How many lines in the listing below contain the string "boat"? Reply with the number alone.

--- Start PROVIDED INFORMATION ---

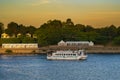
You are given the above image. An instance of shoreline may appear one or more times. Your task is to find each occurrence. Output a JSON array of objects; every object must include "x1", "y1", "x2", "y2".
[{"x1": 0, "y1": 45, "x2": 120, "y2": 55}]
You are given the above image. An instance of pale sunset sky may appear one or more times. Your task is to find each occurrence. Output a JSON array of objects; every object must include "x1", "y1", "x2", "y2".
[{"x1": 0, "y1": 0, "x2": 120, "y2": 27}]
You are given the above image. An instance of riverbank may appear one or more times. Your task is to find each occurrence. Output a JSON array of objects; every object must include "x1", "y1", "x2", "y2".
[{"x1": 0, "y1": 45, "x2": 120, "y2": 55}]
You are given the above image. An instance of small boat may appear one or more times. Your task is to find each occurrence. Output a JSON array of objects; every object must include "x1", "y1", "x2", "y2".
[{"x1": 47, "y1": 50, "x2": 87, "y2": 60}]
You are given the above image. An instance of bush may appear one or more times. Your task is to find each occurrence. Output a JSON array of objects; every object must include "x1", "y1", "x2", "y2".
[{"x1": 5, "y1": 49, "x2": 12, "y2": 53}]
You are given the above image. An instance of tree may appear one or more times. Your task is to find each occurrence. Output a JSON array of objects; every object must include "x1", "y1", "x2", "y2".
[
  {"x1": 6, "y1": 22, "x2": 19, "y2": 37},
  {"x1": 36, "y1": 20, "x2": 62, "y2": 46},
  {"x1": 0, "y1": 22, "x2": 4, "y2": 38},
  {"x1": 18, "y1": 24, "x2": 27, "y2": 35},
  {"x1": 26, "y1": 26, "x2": 37, "y2": 37}
]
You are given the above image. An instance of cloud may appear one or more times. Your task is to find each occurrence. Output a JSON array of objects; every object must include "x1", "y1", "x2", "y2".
[{"x1": 31, "y1": 0, "x2": 56, "y2": 6}]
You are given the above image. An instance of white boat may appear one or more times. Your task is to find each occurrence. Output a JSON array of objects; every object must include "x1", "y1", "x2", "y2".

--- End PROVIDED INFORMATION ---

ANSWER »
2